GIVEN REQUEST: Reproduce every one of the records below word for word, leaving the pictures out of your answer.

DATASET ROWS:
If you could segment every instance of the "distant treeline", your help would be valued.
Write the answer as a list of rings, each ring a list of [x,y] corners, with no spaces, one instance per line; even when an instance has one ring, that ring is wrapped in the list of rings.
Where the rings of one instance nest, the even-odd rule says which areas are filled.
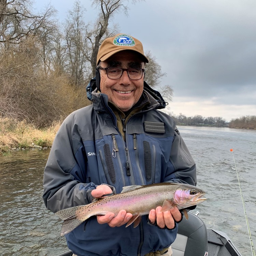
[[[169,114],[178,125],[228,127],[246,129],[256,129],[256,116],[246,116],[232,119],[228,123],[219,116],[204,117],[199,115],[187,117],[181,113],[178,115]]]
[[[229,122],[230,128],[256,129],[256,116],[246,116],[232,119]]]
[[[179,125],[192,125],[196,126],[227,127],[228,123],[222,117],[219,116],[209,116],[204,117],[199,115],[187,117],[180,113],[179,115],[170,115],[174,119],[176,124]]]

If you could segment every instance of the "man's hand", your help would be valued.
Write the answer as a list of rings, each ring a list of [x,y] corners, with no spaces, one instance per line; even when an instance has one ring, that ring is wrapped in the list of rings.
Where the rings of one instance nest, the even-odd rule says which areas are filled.
[[[175,226],[174,220],[176,222],[181,220],[181,214],[176,207],[165,212],[161,212],[162,207],[158,206],[156,210],[153,209],[150,212],[148,218],[152,223],[156,223],[158,227],[163,228],[166,226],[171,229]]]
[[[104,195],[112,193],[111,189],[107,185],[99,185],[91,191],[91,195],[96,198],[101,197]],[[97,216],[97,220],[99,224],[108,223],[110,227],[120,227],[127,223],[132,217],[131,213],[127,213],[125,210],[121,210],[117,215],[114,217],[113,212],[108,212],[103,216]]]

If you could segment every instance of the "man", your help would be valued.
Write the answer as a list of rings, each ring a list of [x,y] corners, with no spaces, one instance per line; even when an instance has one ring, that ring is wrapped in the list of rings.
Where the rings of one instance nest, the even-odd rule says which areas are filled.
[[[90,106],[68,116],[45,167],[43,198],[53,212],[120,193],[123,187],[163,182],[195,185],[195,162],[159,93],[144,81],[148,60],[141,43],[128,35],[106,39],[98,53]],[[152,209],[139,226],[120,211],[91,217],[66,235],[79,256],[172,254],[182,218],[177,208]]]

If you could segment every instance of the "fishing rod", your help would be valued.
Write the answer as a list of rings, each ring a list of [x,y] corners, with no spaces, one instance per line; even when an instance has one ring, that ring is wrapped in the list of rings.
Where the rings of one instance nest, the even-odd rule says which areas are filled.
[[[242,193],[242,189],[241,189],[241,186],[240,185],[240,181],[239,180],[239,177],[238,176],[238,173],[237,171],[237,166],[236,165],[236,161],[234,159],[234,154],[233,153],[233,150],[231,148],[230,150],[230,151],[232,153],[232,155],[233,156],[233,158],[234,159],[234,163],[235,165],[235,169],[236,169],[236,171],[237,172],[237,179],[238,181],[238,184],[239,186],[239,188],[240,189],[240,193],[241,194],[241,198],[242,198],[242,201],[243,203],[243,206],[244,208],[244,215],[245,215],[245,219],[246,219],[246,224],[247,225],[247,229],[248,231],[248,233],[249,234],[249,237],[250,238],[250,241],[251,242],[251,247],[252,249],[252,253],[253,256],[255,256],[255,252],[254,252],[254,249],[253,248],[253,240],[252,239],[252,235],[251,234],[251,231],[250,231],[250,228],[249,226],[249,222],[248,222],[248,219],[247,218],[247,215],[246,214],[246,211],[245,211],[245,207],[244,205],[244,199],[243,198],[243,195]]]

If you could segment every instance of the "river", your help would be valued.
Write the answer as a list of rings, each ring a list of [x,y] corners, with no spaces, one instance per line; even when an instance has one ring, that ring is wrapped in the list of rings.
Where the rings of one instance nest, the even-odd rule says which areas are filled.
[[[196,210],[208,228],[226,232],[244,256],[252,254],[233,154],[254,244],[256,243],[256,131],[180,126],[207,200]],[[61,222],[42,198],[49,150],[0,157],[0,255],[57,256],[67,251]]]

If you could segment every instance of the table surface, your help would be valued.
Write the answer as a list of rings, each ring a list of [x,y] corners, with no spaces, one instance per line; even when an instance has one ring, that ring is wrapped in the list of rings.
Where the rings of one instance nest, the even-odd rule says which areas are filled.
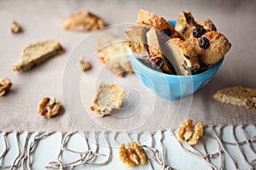
[[[50,121],[35,114],[36,105],[44,96],[55,96],[63,103],[65,65],[77,44],[90,35],[90,32],[61,30],[61,24],[69,14],[84,10],[102,17],[108,26],[134,23],[139,8],[148,9],[167,20],[176,20],[182,10],[191,11],[195,20],[209,18],[215,23],[218,31],[232,43],[231,49],[209,84],[190,98],[191,106],[185,111],[195,121],[202,120],[209,126],[254,124],[255,110],[219,104],[213,101],[211,95],[218,89],[230,86],[256,88],[255,1],[3,0],[0,2],[0,77],[9,77],[14,85],[8,95],[0,99],[0,132],[73,131],[65,110]],[[20,34],[8,31],[15,20],[24,29]],[[49,38],[60,41],[66,53],[27,72],[11,71],[24,46]],[[96,66],[101,65],[96,63]],[[136,76],[125,78],[126,81],[128,78],[133,80]],[[177,105],[179,102],[171,101],[170,105]],[[185,116],[178,116],[177,124]],[[254,136],[253,133],[251,135]]]

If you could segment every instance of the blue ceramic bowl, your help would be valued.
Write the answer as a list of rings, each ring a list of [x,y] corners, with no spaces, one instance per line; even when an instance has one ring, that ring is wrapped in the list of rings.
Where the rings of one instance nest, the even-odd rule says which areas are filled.
[[[174,26],[176,21],[170,20],[169,23]],[[127,51],[135,74],[156,95],[168,99],[177,99],[190,95],[204,87],[216,74],[224,60],[223,58],[211,68],[195,75],[177,76],[154,71],[133,56],[129,48]]]

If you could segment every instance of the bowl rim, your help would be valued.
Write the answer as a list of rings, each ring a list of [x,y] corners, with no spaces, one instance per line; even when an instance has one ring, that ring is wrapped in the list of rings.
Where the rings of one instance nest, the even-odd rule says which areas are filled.
[[[168,22],[172,26],[175,26],[175,24],[176,24],[176,20],[168,20]],[[209,67],[207,70],[202,71],[202,72],[200,72],[200,73],[197,73],[197,74],[194,74],[194,75],[171,75],[171,74],[166,74],[166,73],[164,73],[164,72],[160,72],[158,71],[154,71],[149,67],[148,67],[147,65],[145,65],[143,63],[142,63],[140,60],[138,60],[132,54],[131,48],[129,47],[126,47],[126,49],[128,51],[128,55],[131,57],[133,57],[134,60],[137,60],[137,62],[140,63],[140,65],[142,67],[143,67],[143,69],[147,69],[148,71],[154,73],[154,74],[156,74],[156,75],[163,75],[163,76],[169,76],[170,78],[172,77],[178,77],[178,78],[200,78],[200,77],[202,77],[202,76],[205,76],[207,75],[208,75],[208,73],[213,71],[214,72],[214,70],[218,70],[221,64],[223,63],[224,60],[224,56],[223,56],[221,58],[221,60],[219,60],[217,63],[215,63],[214,65],[211,65],[211,67]],[[210,76],[210,75],[209,75]]]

CORRECT OUTPUT:
If you could segment every instance of the "distant treeline", your help would be valued.
Write the answer as a list of rings, each ring a list of [x,y] corners, with no spaces, one instance per line; even when an instance has one ring, that ring is wrapped in the list of rings.
Where the rings of one instance nest, the even-odd rule says which areas are filled.
[[[169,114],[178,125],[228,127],[246,129],[256,129],[256,116],[246,116],[232,119],[228,123],[219,116],[204,117],[199,115],[187,117],[181,113],[178,115]]]
[[[229,122],[230,128],[256,129],[256,116],[246,116],[232,119]]]
[[[179,125],[192,125],[196,126],[227,127],[228,123],[222,117],[219,116],[209,116],[204,117],[199,115],[187,117],[180,113],[179,115],[170,115],[174,119],[176,124]]]

If you could segment every instance of the "man's hand", your help would be valued.
Write the answer as a list of rings, each ring a list of [x,y] corners, with no spaces, one instance per line; even when an instance has one ring, that ring is wrapped in the list of rings.
Where the rings of one instance nest, the even-odd rule says which areas are filled.
[[[175,226],[174,220],[176,222],[181,220],[181,214],[176,207],[165,212],[161,212],[162,207],[158,206],[156,210],[153,209],[150,212],[148,218],[152,223],[156,223],[158,227],[163,228],[166,226],[171,229]]]
[[[104,195],[112,193],[111,189],[107,185],[99,185],[91,191],[91,195],[96,198],[101,197]],[[97,216],[97,220],[99,224],[108,223],[110,227],[120,227],[127,223],[132,217],[131,213],[127,213],[125,210],[121,210],[117,215],[114,217],[113,212],[108,212],[103,216]]]

If you could segment every instance of the "man", your help would be valued.
Write the answer as a list of rings, each ring a list of [x,y] corners, with no spaces, one instance per line; even when an instance has one ring, that ring is wrapped in the list of rings.
Where the rings of one instance nest, the even-odd rule says which areas are filled.
[[[90,106],[68,116],[45,167],[43,198],[53,212],[120,193],[123,187],[163,182],[195,185],[195,162],[159,93],[144,81],[148,60],[141,43],[128,35],[106,39],[98,53]],[[152,209],[139,226],[120,211],[91,217],[66,235],[79,256],[172,254],[182,218],[177,208]]]

If you could segment every instance of the "fishing rod", your help would be valued.
Write the answer as a list of rings, each ring a list of [x,y] corners, with no spaces, one instance per line; even when an instance has one ring, that ring is wrapped in the list of rings.
Where the rings of one instance nest, the even-odd rule says which areas are filled.
[[[242,193],[242,189],[241,189],[241,186],[240,185],[240,181],[239,180],[239,177],[238,176],[238,173],[237,171],[237,166],[236,165],[236,161],[234,159],[234,154],[233,153],[233,150],[231,148],[230,150],[230,151],[232,153],[232,155],[233,156],[233,158],[234,159],[234,163],[235,165],[235,169],[236,169],[236,171],[237,172],[237,179],[238,181],[238,184],[239,186],[239,188],[240,189],[240,193],[241,194],[241,198],[242,198],[242,201],[243,203],[243,206],[244,208],[244,215],[245,215],[245,219],[246,219],[246,224],[247,225],[247,229],[248,231],[248,233],[249,234],[249,237],[250,238],[250,241],[251,242],[251,247],[252,249],[252,253],[253,256],[255,256],[255,252],[254,252],[254,249],[253,248],[253,240],[252,239],[252,235],[251,234],[251,231],[250,231],[250,228],[249,226],[249,222],[248,222],[248,219],[247,218],[247,215],[246,214],[246,211],[245,211],[245,207],[244,205],[244,199],[243,198],[243,195]]]

If you could segment every instance of the "river", your help would be valued.
Write the answer as a list of rings, each ring a list of [x,y] corners, with no spaces, one instance per line; even when an instance has one ring, that ring is wrapped in the list of rings.
Where the rings of one instance nest, the even-odd rule says which areas are filled.
[[[196,210],[208,228],[226,232],[244,256],[252,254],[233,154],[254,244],[256,243],[256,131],[180,126],[207,200]],[[61,222],[42,198],[49,150],[0,157],[0,255],[57,256],[67,251]]]

If you could segment every instance of the table surface, your help would be valued.
Write the answer as a list of rings, each ring a list of [x,y] corners, with no spaces, one instance per line; even when an instance has one ring, that ring is wrapped in the list of rings.
Where the rings of one instance nest, the even-odd rule says which areas are filled.
[[[50,121],[35,114],[36,105],[44,96],[55,96],[63,103],[65,65],[77,44],[90,35],[90,32],[61,30],[61,24],[69,14],[84,10],[102,17],[108,26],[134,23],[139,8],[148,9],[167,20],[176,20],[182,10],[191,11],[195,20],[209,18],[215,23],[218,31],[232,43],[231,49],[209,84],[190,98],[191,106],[185,111],[195,121],[202,120],[209,126],[254,124],[255,110],[219,104],[213,101],[211,95],[218,89],[230,86],[256,88],[255,1],[3,0],[0,2],[0,77],[9,77],[14,85],[8,95],[0,99],[0,132],[73,131],[65,110]],[[20,34],[8,31],[15,20],[24,29]],[[49,38],[60,41],[66,53],[27,72],[11,71],[24,46]],[[96,66],[101,65],[96,63]],[[136,76],[125,78],[126,81],[128,78],[133,80]],[[177,105],[179,102],[171,101],[170,105]],[[185,116],[178,116],[177,124]],[[254,136],[253,133],[251,135]]]

If you could segment every instance of the blue ceramic bowl, your help would be valued.
Write the answer as a list of rings, each ring a list of [x,y] corners, with no spaces, one instance per line; even when an instance has one ring, that ring is wrapped in the list of rings.
Where the rings of one instance nest, the even-odd rule says which areas are filled.
[[[174,26],[176,21],[170,20],[169,23]],[[127,51],[135,74],[156,95],[168,99],[177,99],[190,95],[204,87],[216,74],[224,60],[223,58],[211,68],[195,75],[177,76],[154,71],[133,56],[129,48]]]

If you could segment every instance of the bowl rim, your help would be valued.
Write the answer as a list of rings, each ring a list of [x,y] corners, with no spaces, one instance per line; even when an instance has one ring, that ring is wrapped in the list of rings.
Where the rings of one instance nest, the even-odd rule says which areas are filled.
[[[168,22],[172,26],[175,26],[175,24],[176,24],[176,20],[168,20]],[[209,67],[207,70],[202,71],[202,72],[200,72],[200,73],[197,73],[197,74],[194,74],[194,75],[171,75],[171,74],[166,74],[166,73],[164,73],[164,72],[160,72],[158,71],[154,71],[149,67],[148,67],[147,65],[145,65],[143,63],[142,63],[140,60],[138,60],[132,54],[131,48],[129,47],[126,47],[126,49],[128,51],[128,55],[131,57],[133,57],[134,60],[137,60],[137,62],[140,63],[140,65],[142,67],[143,67],[143,69],[147,69],[148,71],[154,73],[154,74],[156,74],[156,75],[163,75],[163,76],[169,76],[170,78],[172,77],[178,77],[178,78],[200,78],[200,77],[202,77],[202,76],[205,76],[207,75],[208,75],[208,73],[213,71],[214,72],[214,70],[218,70],[221,64],[223,63],[224,60],[224,56],[223,56],[221,58],[221,60],[219,60],[217,63],[215,63],[214,65],[211,65],[211,67]],[[210,76],[210,75],[209,75]]]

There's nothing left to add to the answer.